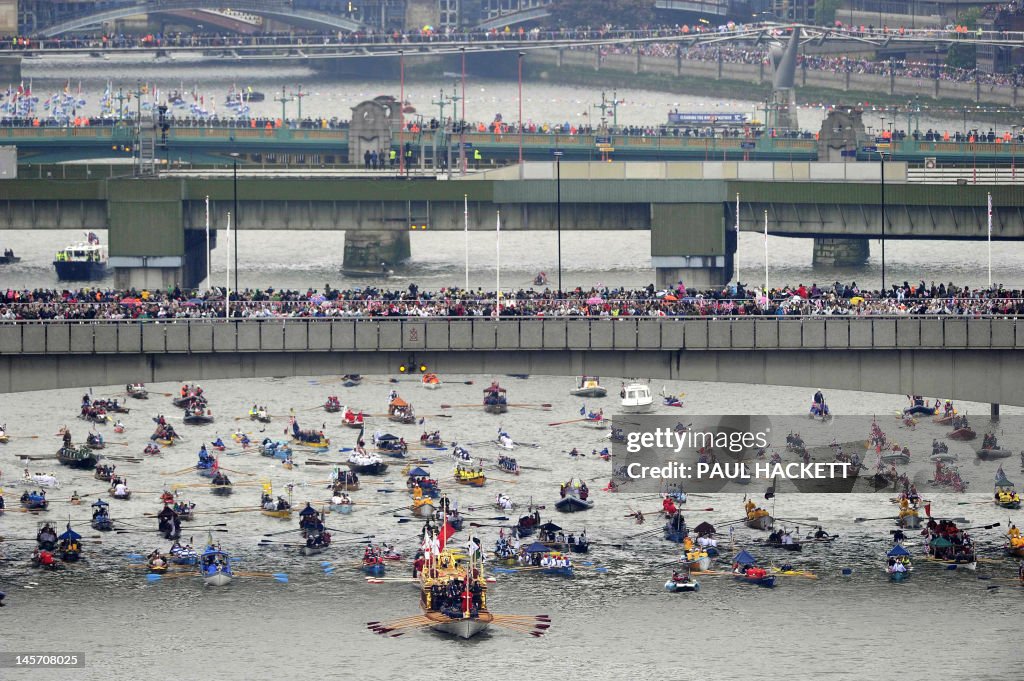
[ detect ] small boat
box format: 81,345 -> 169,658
341,407 -> 364,428
618,383 -> 654,414
555,494 -> 594,513
483,381 -> 509,414
665,577 -> 700,594
387,396 -> 416,425
200,544 -> 233,587
569,376 -> 608,397
127,383 -> 150,399
57,446 -> 97,469
348,452 -> 387,475
360,557 -> 387,577
53,237 -> 106,282
182,410 -> 213,426
946,426 -> 978,441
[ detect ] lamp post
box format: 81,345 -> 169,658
554,151 -> 562,294
519,52 -> 526,164
231,152 -> 239,294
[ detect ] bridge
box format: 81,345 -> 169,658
0,317 -> 1024,411
0,162 -> 1024,288
23,0 -> 364,38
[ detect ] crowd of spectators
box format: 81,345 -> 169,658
0,282 -> 1024,324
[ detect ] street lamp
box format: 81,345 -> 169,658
554,151 -> 562,295
519,52 -> 526,165
230,152 -> 240,295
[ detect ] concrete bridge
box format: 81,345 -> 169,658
0,317 -> 1024,406
0,162 -> 1024,288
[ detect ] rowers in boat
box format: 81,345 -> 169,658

◇ ◇ ◇ ◇ ◇

◆ **EXERCISE DETAILS**:
Report every line of the listing above that contains the string "boat", treating uppercase and lowercase letters as different.

◆ **OUTPUT**:
[ detect ] small boat
[ detect ] rowers in boat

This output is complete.